### What the task requires:
Output all of the records exactly, word for word.

(Region pointing data)
★ ★ ★ ★
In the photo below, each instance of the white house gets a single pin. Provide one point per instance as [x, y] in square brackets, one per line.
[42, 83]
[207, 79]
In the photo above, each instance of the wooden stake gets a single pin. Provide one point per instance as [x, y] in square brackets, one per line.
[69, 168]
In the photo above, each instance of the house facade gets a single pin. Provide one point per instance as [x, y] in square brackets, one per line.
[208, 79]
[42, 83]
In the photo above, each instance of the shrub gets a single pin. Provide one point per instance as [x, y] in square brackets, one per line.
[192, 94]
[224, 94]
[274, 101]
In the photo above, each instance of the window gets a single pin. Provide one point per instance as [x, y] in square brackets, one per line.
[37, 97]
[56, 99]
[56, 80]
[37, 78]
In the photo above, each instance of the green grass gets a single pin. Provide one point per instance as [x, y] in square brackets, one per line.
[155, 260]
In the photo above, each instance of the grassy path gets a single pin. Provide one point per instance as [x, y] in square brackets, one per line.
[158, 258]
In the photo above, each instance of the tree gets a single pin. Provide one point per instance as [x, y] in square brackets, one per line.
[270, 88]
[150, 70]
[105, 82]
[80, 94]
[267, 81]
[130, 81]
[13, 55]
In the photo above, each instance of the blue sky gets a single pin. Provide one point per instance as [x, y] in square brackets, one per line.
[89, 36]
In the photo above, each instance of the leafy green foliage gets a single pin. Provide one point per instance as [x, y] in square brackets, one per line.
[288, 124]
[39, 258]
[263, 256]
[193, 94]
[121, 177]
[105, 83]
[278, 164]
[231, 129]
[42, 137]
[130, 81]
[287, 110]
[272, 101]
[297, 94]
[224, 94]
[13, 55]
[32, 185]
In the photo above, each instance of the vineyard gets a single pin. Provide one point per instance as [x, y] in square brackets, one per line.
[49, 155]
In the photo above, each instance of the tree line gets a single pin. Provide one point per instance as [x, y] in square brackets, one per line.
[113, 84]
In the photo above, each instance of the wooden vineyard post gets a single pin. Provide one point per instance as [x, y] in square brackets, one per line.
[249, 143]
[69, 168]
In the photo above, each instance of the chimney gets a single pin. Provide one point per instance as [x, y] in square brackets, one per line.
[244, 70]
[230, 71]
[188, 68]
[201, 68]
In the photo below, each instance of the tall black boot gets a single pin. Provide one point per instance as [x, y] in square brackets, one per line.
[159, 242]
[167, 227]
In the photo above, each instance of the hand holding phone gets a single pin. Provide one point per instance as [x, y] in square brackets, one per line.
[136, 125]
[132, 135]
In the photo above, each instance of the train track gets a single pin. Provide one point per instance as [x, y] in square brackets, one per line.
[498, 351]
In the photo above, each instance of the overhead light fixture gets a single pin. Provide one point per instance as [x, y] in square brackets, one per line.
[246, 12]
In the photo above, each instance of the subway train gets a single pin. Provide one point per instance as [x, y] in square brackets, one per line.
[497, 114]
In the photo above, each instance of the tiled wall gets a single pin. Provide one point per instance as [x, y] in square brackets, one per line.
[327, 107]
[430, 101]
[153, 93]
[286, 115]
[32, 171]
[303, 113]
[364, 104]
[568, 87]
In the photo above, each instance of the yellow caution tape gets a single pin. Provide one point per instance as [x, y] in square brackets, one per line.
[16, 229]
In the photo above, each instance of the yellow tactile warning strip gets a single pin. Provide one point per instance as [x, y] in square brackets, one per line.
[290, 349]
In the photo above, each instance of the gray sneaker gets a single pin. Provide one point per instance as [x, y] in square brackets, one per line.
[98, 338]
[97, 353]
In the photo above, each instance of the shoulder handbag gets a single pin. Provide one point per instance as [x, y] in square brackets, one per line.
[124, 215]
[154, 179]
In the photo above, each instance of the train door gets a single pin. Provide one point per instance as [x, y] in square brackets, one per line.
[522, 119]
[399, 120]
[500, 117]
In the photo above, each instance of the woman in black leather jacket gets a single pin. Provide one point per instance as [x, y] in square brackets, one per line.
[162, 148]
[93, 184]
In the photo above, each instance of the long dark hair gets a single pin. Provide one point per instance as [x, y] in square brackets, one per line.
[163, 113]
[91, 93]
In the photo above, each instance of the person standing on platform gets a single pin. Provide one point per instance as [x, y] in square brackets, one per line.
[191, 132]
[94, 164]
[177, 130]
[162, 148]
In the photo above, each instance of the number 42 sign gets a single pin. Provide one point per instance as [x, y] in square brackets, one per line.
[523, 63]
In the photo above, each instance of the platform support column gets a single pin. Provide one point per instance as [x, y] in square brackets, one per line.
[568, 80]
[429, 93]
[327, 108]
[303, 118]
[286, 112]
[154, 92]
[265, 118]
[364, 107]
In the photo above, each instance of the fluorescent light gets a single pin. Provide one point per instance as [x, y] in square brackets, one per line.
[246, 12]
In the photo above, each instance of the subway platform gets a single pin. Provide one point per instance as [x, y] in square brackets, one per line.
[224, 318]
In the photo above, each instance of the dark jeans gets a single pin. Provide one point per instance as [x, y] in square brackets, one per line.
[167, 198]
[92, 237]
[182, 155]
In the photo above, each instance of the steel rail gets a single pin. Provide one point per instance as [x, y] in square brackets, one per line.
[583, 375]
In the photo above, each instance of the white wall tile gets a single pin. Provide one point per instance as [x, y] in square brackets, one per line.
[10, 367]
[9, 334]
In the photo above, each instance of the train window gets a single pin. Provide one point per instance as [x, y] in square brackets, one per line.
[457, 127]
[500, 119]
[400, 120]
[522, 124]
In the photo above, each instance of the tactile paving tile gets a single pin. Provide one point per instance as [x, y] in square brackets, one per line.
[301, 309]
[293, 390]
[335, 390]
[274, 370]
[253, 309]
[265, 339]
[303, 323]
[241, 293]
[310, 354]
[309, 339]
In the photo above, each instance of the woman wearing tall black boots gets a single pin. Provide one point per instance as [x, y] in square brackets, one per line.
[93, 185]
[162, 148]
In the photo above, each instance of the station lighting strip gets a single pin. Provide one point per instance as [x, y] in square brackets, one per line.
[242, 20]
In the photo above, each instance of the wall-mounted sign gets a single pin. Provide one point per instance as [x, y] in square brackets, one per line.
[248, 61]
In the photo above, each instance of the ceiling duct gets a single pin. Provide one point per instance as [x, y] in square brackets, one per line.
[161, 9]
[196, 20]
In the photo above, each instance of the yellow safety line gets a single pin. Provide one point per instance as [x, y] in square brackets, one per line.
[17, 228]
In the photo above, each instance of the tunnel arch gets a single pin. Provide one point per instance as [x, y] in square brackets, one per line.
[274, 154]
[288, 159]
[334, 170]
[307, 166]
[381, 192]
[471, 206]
★ ★ ★ ★
### Result below:
In the photo below, each instance of the white house gets a single pin. Provide one point per instance as [x, y] in square brackets, one per line.
[42, 83]
[207, 79]
In the photo above, each instance of the wooden stake gets a single pin. Provide one point per instance as [x, y] in square brackets, one per line.
[69, 168]
In the photo above, each instance of the house facade gets a single pin. Provide one point per instance as [x, y] in square brackets, one per line.
[208, 79]
[42, 83]
In the photo above, each instance of the shrub gets a single pin. Provide one point per instance as [x, y] in square brackets, one per line.
[192, 94]
[224, 94]
[274, 101]
In the photo above, each instance of the window gets a single pin. Provide one point per instance as [x, y] in square brackets, one per line.
[37, 97]
[56, 99]
[56, 80]
[37, 78]
In the photo above, each instance of the green grass gets a single pin. Provide one point per instance as [x, y] in square brackets, one per line.
[155, 260]
In the photo above, each instance of the grassy path gets a single pin. Provide one point per instance as [x, y] in square brackets, one per line.
[158, 258]
In the photo above, each instance of the tree gets a single pin. Provide one point per instance as [x, y] in square brackets, one per line.
[270, 88]
[150, 70]
[105, 82]
[80, 94]
[267, 81]
[130, 81]
[13, 55]
In the photo above, each instance of the blue sky gets a single pin. Provide one point per instance as [x, y] in square brackets, one per line.
[89, 36]
In the photo above, each instance of the leafy green foliage gets a single pin. Provide one point per instance as [x, y] in square brackets, one per line.
[288, 124]
[39, 258]
[263, 256]
[193, 94]
[121, 177]
[105, 83]
[278, 164]
[231, 129]
[42, 137]
[130, 81]
[287, 110]
[272, 101]
[297, 94]
[224, 94]
[13, 55]
[32, 185]
In the photo above, each instance of the vineyard gets a single pin. Provide one point per instance as [x, y] in square brackets, one per line.
[49, 155]
In the photo above, each instance of the tree line gets a single pin. Provide one point per instance as [x, y] in square brackets, one per line.
[113, 84]
In the photo above, each instance of the wooden vineyard post gets a single pin. Provide one point per instance as [x, y] in square brackets, one per line.
[249, 143]
[69, 168]
In the photo above, each instance of the chimney gets a single pin. Provide one point per instance as [x, y] in square brackets, one per line.
[244, 70]
[230, 71]
[188, 68]
[201, 68]
In the photo below, each instance of the tall black boot gets a single pin. Provide one point per instance as [x, y] in square brackets, one per line.
[159, 242]
[167, 227]
In the photo above, each instance of the hand holding phone gets a single pin. Provide one point per instance as [x, y] in square brackets, one per line.
[136, 125]
[132, 135]
In the photo above, each instance of the train track gets a single pin. Provide one point per instance as [x, y] in square brackets, one per line.
[498, 351]
In the photo above, each instance of the overhead light fixture gets a single pin. Provide one point per instance as [x, y] in square brackets, one per line.
[246, 12]
In the photo above, each instance of the subway train gets a single pin. Provide one point per instance as [x, y] in square brackets, one per line.
[497, 114]
In the photo above, each instance of the tiled wall gets a single pin. Provide one point per instance as [x, y] in square brackets, one per line.
[327, 107]
[430, 101]
[153, 93]
[286, 115]
[32, 171]
[303, 113]
[364, 104]
[568, 87]
In the photo above, each instance of the yellow caution tape gets a single pin. Provide one point per instance as [x, y] in square brackets, one per line.
[16, 229]
In the photo above, each instance of the yellow tactile warning strip gets a single pin. Provide one point per instance as [x, y] in square brackets, one per line.
[290, 349]
In the photo above, each instance of the gray sneaker gets a single pin. Provide one point per instance as [x, y] in square brackets, one per line.
[98, 338]
[97, 353]
In the photo above, each instance of the shoulder handbag gets a single pin. Provide one point per instance as [x, y] in square brackets, one per line.
[124, 215]
[154, 179]
In the photo above, each instance of the train door gets a single pin. Provide one point per instance as [x, y] in square brackets, one per line.
[522, 119]
[399, 120]
[500, 117]
In the photo above, each instance of the woman in black leather jacket gets a single pin. Provide one point per instance as [x, y] in square brackets, one per line.
[162, 148]
[93, 184]
In the photo above, each instance of the long dark hair gets a single pin. Provide one point per instance as [x, y] in square brackets, one per line.
[163, 113]
[91, 93]
In the photo above, each instance of the person standing on platform gets a single pin. Provide one point per instance as [x, y] in square brackets, one per line.
[191, 132]
[94, 164]
[177, 130]
[162, 148]
In the photo above, each instance of the number 42 sign gets a single pin. Provide one point per instance as [x, y] in square brackets, one per line.
[523, 63]
In the photo above, each instance of the platform support column gets a single pin. Provide one point per instance as [x, y] in square brackets, one per line.
[568, 80]
[429, 93]
[327, 108]
[303, 118]
[286, 112]
[154, 92]
[265, 118]
[364, 107]
In the photo above, each instance of the fluorescent light gets a single pin. Provide one point per instance as [x, y] in square brackets, one per line.
[246, 12]
In the photo above, each instance of the subway platform gets a single pin. Provide one point per instance as [x, y] in square brackets, one per line.
[224, 318]
In the photo above, each instance of the dark jeans gets a single pin. Provide one point per instance as [x, y] in square brackets, one per line.
[167, 198]
[92, 237]
[182, 155]
In the photo above, each instance of the steel rail gets a single pin. Provide one point per instance as [x, y] in square brackets, one per line.
[583, 375]
In the photo above, each instance of the white wall tile gets a single pin. Provide one point per instance as [x, y] in square brackets, one per line.
[10, 367]
[9, 334]
In the photo above, each instance of the train window gets a single pin. Provide one point per instance as [x, y] in square brackets, one per line.
[457, 127]
[500, 119]
[400, 120]
[522, 124]
In the photo above, each instance of the tactile paving tile gets a single pin. Provide one point per instance as [x, y] in square brackets, one per line.
[301, 309]
[293, 390]
[335, 390]
[274, 370]
[253, 309]
[265, 339]
[303, 323]
[241, 293]
[310, 354]
[309, 339]
In the photo above, each instance of the woman wearing tall black boots gets a single pin. Provide one point per instance as [x, y] in square brackets, one per line.
[93, 185]
[162, 148]
In the photo above, each instance of the station lighting strip gets a single pin. Provide one point per instance as [x, y] in square brackets, one per line.
[242, 20]
In the photo above, each instance of the wall-mounted sign gets a single pin. Provide one point per instance as [x, y] in square brackets, one per line.
[248, 61]
In the photo above, each instance of the ceiling duct gets a single pin. Provide one point per instance as [x, y] in square brackets, one per line.
[161, 9]
[196, 20]
In the photo above, each instance of the yellow safety line gets a single pin. Provide one point per instance as [x, y] in square brackets, one per line.
[17, 228]
In the photo above, each instance of the tunnel arch gets a single pin. Provide one point per instance as [x, y] in square brackets, one per line.
[274, 154]
[288, 159]
[334, 170]
[307, 166]
[381, 192]
[471, 206]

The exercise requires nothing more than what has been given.